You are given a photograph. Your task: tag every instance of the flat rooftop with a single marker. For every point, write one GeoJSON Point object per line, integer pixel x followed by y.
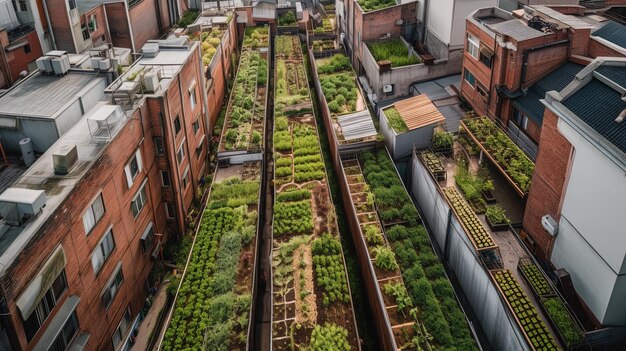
{"type": "Point", "coordinates": [40, 176]}
{"type": "Point", "coordinates": [43, 95]}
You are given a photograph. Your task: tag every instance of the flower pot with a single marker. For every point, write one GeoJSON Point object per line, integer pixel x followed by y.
{"type": "Point", "coordinates": [488, 196]}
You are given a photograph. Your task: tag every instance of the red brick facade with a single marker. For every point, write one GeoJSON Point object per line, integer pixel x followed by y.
{"type": "Point", "coordinates": [548, 182]}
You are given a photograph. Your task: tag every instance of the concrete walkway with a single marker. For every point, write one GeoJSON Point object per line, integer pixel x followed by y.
{"type": "Point", "coordinates": [151, 319]}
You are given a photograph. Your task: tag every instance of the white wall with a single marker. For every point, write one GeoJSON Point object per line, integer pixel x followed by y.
{"type": "Point", "coordinates": [591, 243]}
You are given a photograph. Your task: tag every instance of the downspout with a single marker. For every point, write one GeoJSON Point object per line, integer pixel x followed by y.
{"type": "Point", "coordinates": [130, 27]}
{"type": "Point", "coordinates": [533, 49]}
{"type": "Point", "coordinates": [189, 155]}
{"type": "Point", "coordinates": [181, 223]}
{"type": "Point", "coordinates": [45, 11]}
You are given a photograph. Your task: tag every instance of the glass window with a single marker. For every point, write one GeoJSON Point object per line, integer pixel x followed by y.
{"type": "Point", "coordinates": [113, 288]}
{"type": "Point", "coordinates": [92, 215]}
{"type": "Point", "coordinates": [45, 306]}
{"type": "Point", "coordinates": [472, 45]}
{"type": "Point", "coordinates": [469, 78]}
{"type": "Point", "coordinates": [177, 125]}
{"type": "Point", "coordinates": [102, 251]}
{"type": "Point", "coordinates": [66, 335]}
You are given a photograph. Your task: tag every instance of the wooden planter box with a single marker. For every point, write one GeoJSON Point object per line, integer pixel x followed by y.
{"type": "Point", "coordinates": [488, 196]}
{"type": "Point", "coordinates": [497, 227]}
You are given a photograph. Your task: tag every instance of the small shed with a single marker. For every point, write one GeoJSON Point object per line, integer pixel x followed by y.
{"type": "Point", "coordinates": [409, 122]}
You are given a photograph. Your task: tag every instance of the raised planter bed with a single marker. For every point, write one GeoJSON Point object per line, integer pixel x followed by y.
{"type": "Point", "coordinates": [311, 300]}
{"type": "Point", "coordinates": [412, 318]}
{"type": "Point", "coordinates": [535, 331]}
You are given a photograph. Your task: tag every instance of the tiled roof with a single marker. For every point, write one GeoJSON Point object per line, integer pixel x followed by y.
{"type": "Point", "coordinates": [530, 105]}
{"type": "Point", "coordinates": [613, 32]}
{"type": "Point", "coordinates": [598, 105]}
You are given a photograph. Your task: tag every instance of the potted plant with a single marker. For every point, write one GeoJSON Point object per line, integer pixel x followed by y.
{"type": "Point", "coordinates": [496, 218]}
{"type": "Point", "coordinates": [442, 142]}
{"type": "Point", "coordinates": [487, 191]}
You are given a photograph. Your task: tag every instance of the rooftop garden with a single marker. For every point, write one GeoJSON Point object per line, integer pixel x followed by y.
{"type": "Point", "coordinates": [312, 307]}
{"type": "Point", "coordinates": [292, 88]}
{"type": "Point", "coordinates": [535, 330]}
{"type": "Point", "coordinates": [373, 5]}
{"type": "Point", "coordinates": [507, 156]}
{"type": "Point", "coordinates": [338, 83]}
{"type": "Point", "coordinates": [395, 120]}
{"type": "Point", "coordinates": [213, 302]}
{"type": "Point", "coordinates": [418, 297]}
{"type": "Point", "coordinates": [563, 321]}
{"type": "Point", "coordinates": [393, 50]}
{"type": "Point", "coordinates": [246, 110]}
{"type": "Point", "coordinates": [287, 19]}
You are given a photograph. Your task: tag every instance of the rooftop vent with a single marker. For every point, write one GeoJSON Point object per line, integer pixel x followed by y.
{"type": "Point", "coordinates": [17, 205]}
{"type": "Point", "coordinates": [150, 50]}
{"type": "Point", "coordinates": [64, 158]}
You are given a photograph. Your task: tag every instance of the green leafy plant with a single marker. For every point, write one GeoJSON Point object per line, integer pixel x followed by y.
{"type": "Point", "coordinates": [393, 50]}
{"type": "Point", "coordinates": [395, 120]}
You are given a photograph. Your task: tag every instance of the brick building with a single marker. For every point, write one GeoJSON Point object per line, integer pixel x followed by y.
{"type": "Point", "coordinates": [73, 274]}
{"type": "Point", "coordinates": [578, 188]}
{"type": "Point", "coordinates": [512, 59]}
{"type": "Point", "coordinates": [80, 25]}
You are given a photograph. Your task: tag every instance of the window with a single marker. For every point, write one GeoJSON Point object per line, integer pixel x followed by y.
{"type": "Point", "coordinates": [133, 167]}
{"type": "Point", "coordinates": [66, 335]}
{"type": "Point", "coordinates": [169, 210]}
{"type": "Point", "coordinates": [469, 78]}
{"type": "Point", "coordinates": [93, 23]}
{"type": "Point", "coordinates": [192, 96]}
{"type": "Point", "coordinates": [520, 119]}
{"type": "Point", "coordinates": [45, 306]}
{"type": "Point", "coordinates": [102, 251]}
{"type": "Point", "coordinates": [147, 237]}
{"type": "Point", "coordinates": [180, 154]}
{"type": "Point", "coordinates": [83, 28]}
{"type": "Point", "coordinates": [177, 125]}
{"type": "Point", "coordinates": [165, 178]}
{"type": "Point", "coordinates": [485, 56]}
{"type": "Point", "coordinates": [139, 201]}
{"type": "Point", "coordinates": [185, 179]}
{"type": "Point", "coordinates": [159, 147]}
{"type": "Point", "coordinates": [94, 212]}
{"type": "Point", "coordinates": [482, 90]}
{"type": "Point", "coordinates": [122, 329]}
{"type": "Point", "coordinates": [113, 287]}
{"type": "Point", "coordinates": [472, 45]}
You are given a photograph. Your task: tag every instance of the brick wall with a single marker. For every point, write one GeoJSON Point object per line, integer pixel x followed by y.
{"type": "Point", "coordinates": [547, 184]}
{"type": "Point", "coordinates": [118, 25]}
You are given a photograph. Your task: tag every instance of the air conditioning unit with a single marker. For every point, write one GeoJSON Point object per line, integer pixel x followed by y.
{"type": "Point", "coordinates": [104, 64]}
{"type": "Point", "coordinates": [151, 82]}
{"type": "Point", "coordinates": [550, 225]}
{"type": "Point", "coordinates": [17, 205]}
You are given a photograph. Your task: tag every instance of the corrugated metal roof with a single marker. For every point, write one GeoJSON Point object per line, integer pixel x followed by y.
{"type": "Point", "coordinates": [517, 30]}
{"type": "Point", "coordinates": [598, 105]}
{"type": "Point", "coordinates": [357, 125]}
{"type": "Point", "coordinates": [418, 112]}
{"type": "Point", "coordinates": [613, 32]}
{"type": "Point", "coordinates": [530, 105]}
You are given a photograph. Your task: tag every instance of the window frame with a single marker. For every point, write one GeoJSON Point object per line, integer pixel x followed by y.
{"type": "Point", "coordinates": [99, 250]}
{"type": "Point", "coordinates": [90, 209]}
{"type": "Point", "coordinates": [473, 46]}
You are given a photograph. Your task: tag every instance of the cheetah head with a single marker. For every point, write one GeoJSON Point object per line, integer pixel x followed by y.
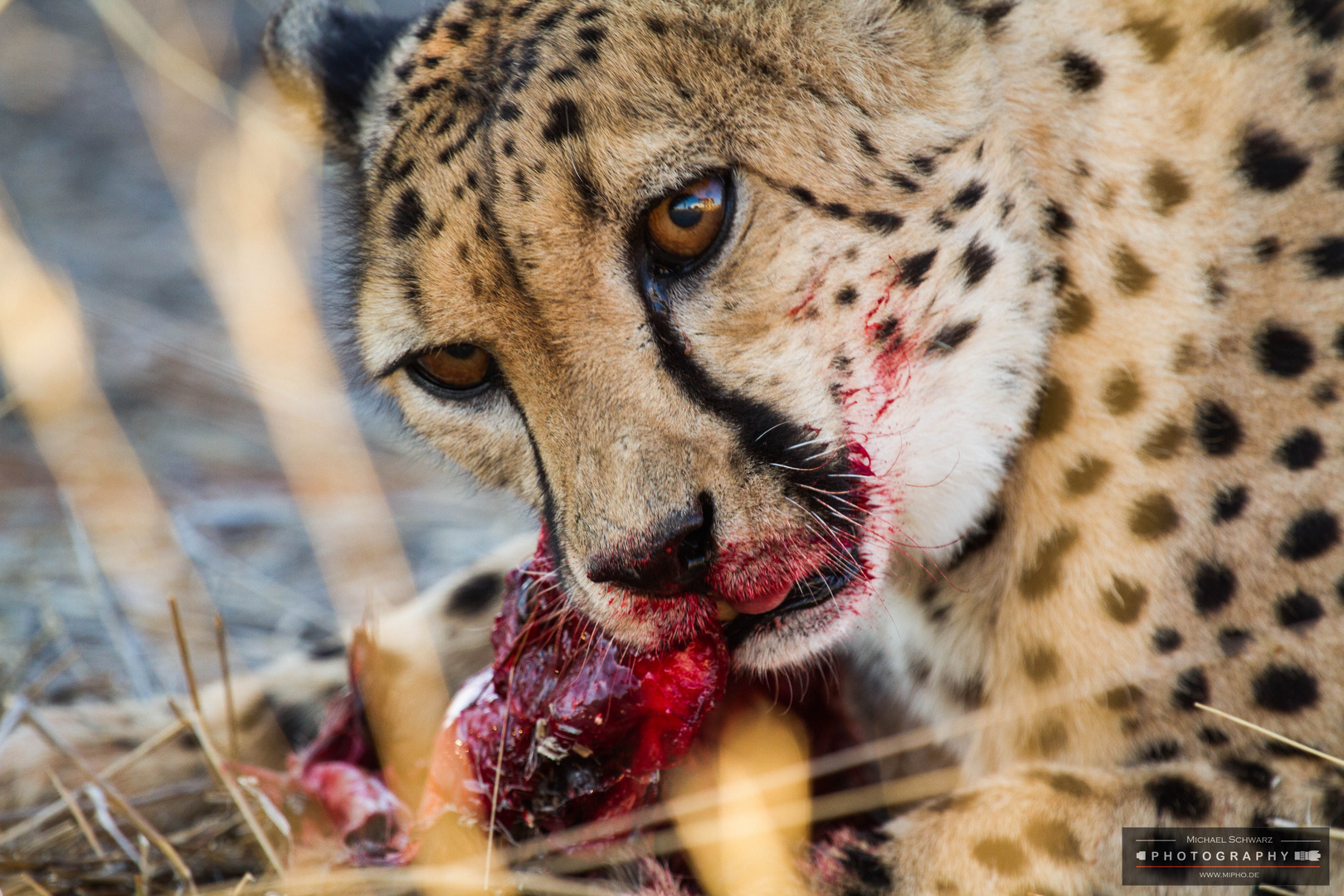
{"type": "Point", "coordinates": [746, 299]}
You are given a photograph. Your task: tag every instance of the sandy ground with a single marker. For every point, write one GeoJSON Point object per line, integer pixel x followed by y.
{"type": "Point", "coordinates": [91, 202]}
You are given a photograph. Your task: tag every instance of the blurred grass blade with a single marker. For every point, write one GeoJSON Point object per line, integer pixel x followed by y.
{"type": "Point", "coordinates": [49, 366]}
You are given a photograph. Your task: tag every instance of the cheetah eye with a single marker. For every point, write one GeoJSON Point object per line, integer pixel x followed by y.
{"type": "Point", "coordinates": [684, 225]}
{"type": "Point", "coordinates": [453, 370]}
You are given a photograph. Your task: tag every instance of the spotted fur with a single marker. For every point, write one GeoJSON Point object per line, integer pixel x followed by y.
{"type": "Point", "coordinates": [1031, 312]}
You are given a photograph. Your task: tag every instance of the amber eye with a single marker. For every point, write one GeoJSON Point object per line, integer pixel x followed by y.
{"type": "Point", "coordinates": [455, 368]}
{"type": "Point", "coordinates": [683, 226]}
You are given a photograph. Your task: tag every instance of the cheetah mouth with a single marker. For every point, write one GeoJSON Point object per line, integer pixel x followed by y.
{"type": "Point", "coordinates": [817, 590]}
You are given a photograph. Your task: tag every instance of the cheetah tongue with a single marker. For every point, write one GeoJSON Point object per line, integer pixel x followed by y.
{"type": "Point", "coordinates": [566, 727]}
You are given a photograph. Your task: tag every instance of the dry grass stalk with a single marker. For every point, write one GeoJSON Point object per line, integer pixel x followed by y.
{"type": "Point", "coordinates": [184, 653]}
{"type": "Point", "coordinates": [230, 711]}
{"type": "Point", "coordinates": [32, 883]}
{"type": "Point", "coordinates": [78, 815]}
{"type": "Point", "coordinates": [47, 363]}
{"type": "Point", "coordinates": [1274, 735]}
{"type": "Point", "coordinates": [444, 879]}
{"type": "Point", "coordinates": [110, 772]}
{"type": "Point", "coordinates": [217, 767]}
{"type": "Point", "coordinates": [116, 798]}
{"type": "Point", "coordinates": [145, 42]}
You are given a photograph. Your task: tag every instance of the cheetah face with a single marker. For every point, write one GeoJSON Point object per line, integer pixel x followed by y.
{"type": "Point", "coordinates": [743, 324]}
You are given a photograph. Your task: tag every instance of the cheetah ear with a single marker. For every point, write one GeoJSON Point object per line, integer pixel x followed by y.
{"type": "Point", "coordinates": [324, 52]}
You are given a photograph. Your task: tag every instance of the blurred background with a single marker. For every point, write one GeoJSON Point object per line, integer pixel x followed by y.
{"type": "Point", "coordinates": [106, 113]}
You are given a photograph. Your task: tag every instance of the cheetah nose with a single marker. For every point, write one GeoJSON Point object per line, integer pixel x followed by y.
{"type": "Point", "coordinates": [674, 561]}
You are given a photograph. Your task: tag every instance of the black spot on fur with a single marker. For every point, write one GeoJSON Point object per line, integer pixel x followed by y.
{"type": "Point", "coordinates": [1213, 737]}
{"type": "Point", "coordinates": [1269, 162]}
{"type": "Point", "coordinates": [475, 594]}
{"type": "Point", "coordinates": [969, 195]}
{"type": "Point", "coordinates": [882, 222]}
{"type": "Point", "coordinates": [524, 190]}
{"type": "Point", "coordinates": [995, 12]}
{"type": "Point", "coordinates": [1157, 751]}
{"type": "Point", "coordinates": [953, 334]}
{"type": "Point", "coordinates": [1166, 640]}
{"type": "Point", "coordinates": [1216, 429]}
{"type": "Point", "coordinates": [802, 195]}
{"type": "Point", "coordinates": [1327, 257]}
{"type": "Point", "coordinates": [977, 539]}
{"type": "Point", "coordinates": [1311, 535]}
{"type": "Point", "coordinates": [1322, 17]}
{"type": "Point", "coordinates": [1300, 450]}
{"type": "Point", "coordinates": [1300, 610]}
{"type": "Point", "coordinates": [565, 121]}
{"type": "Point", "coordinates": [1191, 688]}
{"type": "Point", "coordinates": [1233, 641]}
{"type": "Point", "coordinates": [976, 262]}
{"type": "Point", "coordinates": [1285, 688]}
{"type": "Point", "coordinates": [407, 215]}
{"type": "Point", "coordinates": [866, 144]}
{"type": "Point", "coordinates": [1283, 351]}
{"type": "Point", "coordinates": [1266, 249]}
{"type": "Point", "coordinates": [1058, 221]}
{"type": "Point", "coordinates": [916, 268]}
{"type": "Point", "coordinates": [1179, 798]}
{"type": "Point", "coordinates": [1229, 503]}
{"type": "Point", "coordinates": [1211, 586]}
{"type": "Point", "coordinates": [1082, 74]}
{"type": "Point", "coordinates": [969, 694]}
{"type": "Point", "coordinates": [1249, 772]}
{"type": "Point", "coordinates": [450, 152]}
{"type": "Point", "coordinates": [869, 869]}
{"type": "Point", "coordinates": [1238, 27]}
{"type": "Point", "coordinates": [552, 19]}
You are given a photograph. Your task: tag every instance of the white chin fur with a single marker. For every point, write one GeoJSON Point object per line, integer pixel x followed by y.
{"type": "Point", "coordinates": [801, 637]}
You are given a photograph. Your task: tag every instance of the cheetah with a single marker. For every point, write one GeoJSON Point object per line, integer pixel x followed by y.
{"type": "Point", "coordinates": [996, 347]}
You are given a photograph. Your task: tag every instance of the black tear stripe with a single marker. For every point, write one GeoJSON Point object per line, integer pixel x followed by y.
{"type": "Point", "coordinates": [767, 437]}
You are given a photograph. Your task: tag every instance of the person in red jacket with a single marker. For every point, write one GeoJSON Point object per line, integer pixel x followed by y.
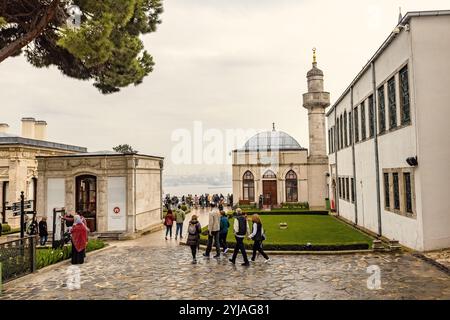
{"type": "Point", "coordinates": [168, 222]}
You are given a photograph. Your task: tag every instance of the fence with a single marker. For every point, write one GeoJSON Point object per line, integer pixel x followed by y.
{"type": "Point", "coordinates": [17, 258]}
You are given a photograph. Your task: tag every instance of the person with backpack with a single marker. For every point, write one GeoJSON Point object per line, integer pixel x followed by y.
{"type": "Point", "coordinates": [168, 222]}
{"type": "Point", "coordinates": [43, 233]}
{"type": "Point", "coordinates": [240, 228]}
{"type": "Point", "coordinates": [213, 231]}
{"type": "Point", "coordinates": [258, 237]}
{"type": "Point", "coordinates": [180, 216]}
{"type": "Point", "coordinates": [224, 225]}
{"type": "Point", "coordinates": [193, 240]}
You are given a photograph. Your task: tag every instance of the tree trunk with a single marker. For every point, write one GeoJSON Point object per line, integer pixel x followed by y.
{"type": "Point", "coordinates": [18, 44]}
* * * * * * * * *
## Activity
Set down exactly, and only, the lines from the one containing "of the tree" through the final line of the entries above.

## Solution to the exercise
You are given a photograph. Your task: tag every instance of the tree trunk with a single marker. For every point, write one GeoJSON Point object per line, integer pixel x followed by y.
{"type": "Point", "coordinates": [18, 44]}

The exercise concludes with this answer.